> _EXERCISE GOAL_
Give again the lines from the line with "the dry grass." to the last line of the records, exactly and in full. Do not carry over any pictures.

····················

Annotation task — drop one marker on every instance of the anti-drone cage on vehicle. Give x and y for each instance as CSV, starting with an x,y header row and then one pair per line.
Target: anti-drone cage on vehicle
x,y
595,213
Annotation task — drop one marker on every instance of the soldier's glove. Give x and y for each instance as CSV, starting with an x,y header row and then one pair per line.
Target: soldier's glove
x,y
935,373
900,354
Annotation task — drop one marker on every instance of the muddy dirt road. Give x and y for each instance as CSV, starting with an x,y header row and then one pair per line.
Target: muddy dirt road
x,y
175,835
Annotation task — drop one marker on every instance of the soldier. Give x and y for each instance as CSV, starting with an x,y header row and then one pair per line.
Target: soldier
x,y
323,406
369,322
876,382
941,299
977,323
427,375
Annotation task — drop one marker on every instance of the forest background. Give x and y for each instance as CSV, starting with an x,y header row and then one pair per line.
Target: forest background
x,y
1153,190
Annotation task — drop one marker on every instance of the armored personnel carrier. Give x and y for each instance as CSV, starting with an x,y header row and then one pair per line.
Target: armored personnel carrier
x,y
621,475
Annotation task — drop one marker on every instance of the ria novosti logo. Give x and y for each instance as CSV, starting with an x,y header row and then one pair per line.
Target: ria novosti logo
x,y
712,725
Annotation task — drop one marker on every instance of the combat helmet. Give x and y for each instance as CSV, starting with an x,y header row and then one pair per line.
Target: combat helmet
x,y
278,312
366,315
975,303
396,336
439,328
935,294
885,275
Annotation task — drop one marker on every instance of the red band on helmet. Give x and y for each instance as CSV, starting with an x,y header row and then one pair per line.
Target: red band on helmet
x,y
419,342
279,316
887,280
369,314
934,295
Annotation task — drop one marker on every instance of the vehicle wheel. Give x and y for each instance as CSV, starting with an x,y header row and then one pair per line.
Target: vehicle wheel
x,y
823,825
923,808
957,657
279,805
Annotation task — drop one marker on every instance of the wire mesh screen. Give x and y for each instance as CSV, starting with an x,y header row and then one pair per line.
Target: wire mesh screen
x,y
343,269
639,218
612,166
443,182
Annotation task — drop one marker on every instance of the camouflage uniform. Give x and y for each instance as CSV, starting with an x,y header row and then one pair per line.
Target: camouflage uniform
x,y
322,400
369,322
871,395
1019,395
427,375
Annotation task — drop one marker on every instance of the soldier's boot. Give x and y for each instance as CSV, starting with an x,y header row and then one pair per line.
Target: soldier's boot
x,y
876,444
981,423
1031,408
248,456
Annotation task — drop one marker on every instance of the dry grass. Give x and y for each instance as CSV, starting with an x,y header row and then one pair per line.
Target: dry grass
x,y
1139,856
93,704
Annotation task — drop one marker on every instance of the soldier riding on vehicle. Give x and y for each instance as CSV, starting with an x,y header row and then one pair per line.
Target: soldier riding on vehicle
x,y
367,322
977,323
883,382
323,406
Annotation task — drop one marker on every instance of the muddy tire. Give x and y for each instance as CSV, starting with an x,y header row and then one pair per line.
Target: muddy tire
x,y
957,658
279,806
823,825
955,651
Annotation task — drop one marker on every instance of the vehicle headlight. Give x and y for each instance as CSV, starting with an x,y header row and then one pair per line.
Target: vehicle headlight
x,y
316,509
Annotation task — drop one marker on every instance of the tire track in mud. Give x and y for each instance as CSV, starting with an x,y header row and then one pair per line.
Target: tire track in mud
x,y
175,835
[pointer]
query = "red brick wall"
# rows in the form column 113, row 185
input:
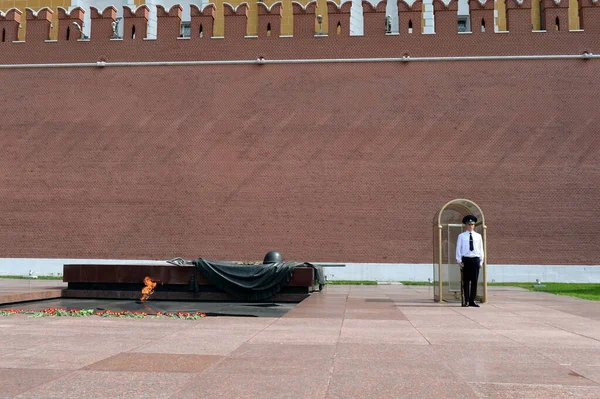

····················

> _ANSWER BELOW_
Annotation task — drop one marker on every instance of the dry grass. Give x and y for each instance as CSV, starting with an x,y header row and then one pair per line.
Target: dry grass
x,y
1139,856
93,704
Annotation task — drop one marker on every instance of the soldier riding on vehicle. Give x and y for each instance as CSV, starting with an x,y header row and then one pair per line.
Target: soldier riding on vehicle
x,y
367,322
977,323
883,382
323,406
Annotation task — drop one marker on every instance of the muddy tire. Give x and y for each instance as CSV, starting with an x,y header row and then one pair per line.
Target: muddy tire
x,y
957,658
279,806
823,825
955,651
Annotation task — drop one marker on every instance of the vehicle headlight. Give x and y for each instance as CSV, starting with an x,y header row and then one pair per line.
Target: vehicle headlight
x,y
316,509
Annotation task — drop one marker on every instance of the tire track in mud. Give x and y for each instance as CSV, starting with an x,y header row and then one pair per line.
Target: tire track in mud
x,y
175,835
[pointer]
query = "red brick wall"
# rows in the form column 113, row 185
input:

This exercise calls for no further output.